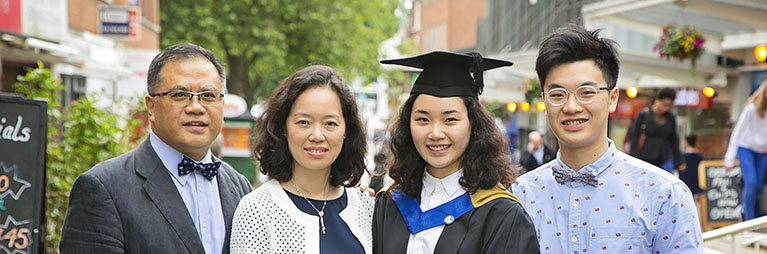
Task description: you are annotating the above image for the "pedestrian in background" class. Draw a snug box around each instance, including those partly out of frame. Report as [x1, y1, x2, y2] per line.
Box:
[512, 25, 703, 253]
[630, 88, 685, 173]
[61, 44, 251, 253]
[232, 65, 374, 253]
[724, 81, 767, 220]
[519, 131, 557, 175]
[679, 134, 703, 195]
[373, 51, 539, 254]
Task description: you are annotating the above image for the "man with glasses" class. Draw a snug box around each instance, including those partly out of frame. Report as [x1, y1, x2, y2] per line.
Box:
[512, 26, 703, 253]
[61, 44, 251, 253]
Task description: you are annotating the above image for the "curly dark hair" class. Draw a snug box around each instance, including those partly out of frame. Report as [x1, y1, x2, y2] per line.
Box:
[388, 94, 514, 196]
[253, 65, 367, 187]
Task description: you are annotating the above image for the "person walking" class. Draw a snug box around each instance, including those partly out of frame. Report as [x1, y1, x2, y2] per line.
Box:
[630, 87, 686, 173]
[724, 81, 767, 221]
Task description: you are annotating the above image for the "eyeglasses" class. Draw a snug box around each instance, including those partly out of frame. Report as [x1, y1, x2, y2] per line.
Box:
[541, 86, 609, 106]
[150, 90, 224, 105]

_ _ _ _ _

WHAT THE TASK REQUIRES:
Report each line of the listing above that contains the word "eyeglasses", copying the whole line.

EXERCISE OUTPUT:
Task description: you are annotating the above image for the "eyeglasses" class. Draw a snug box around each instance, including those partly out of frame. Report as [x1, y1, x2, y2] per line.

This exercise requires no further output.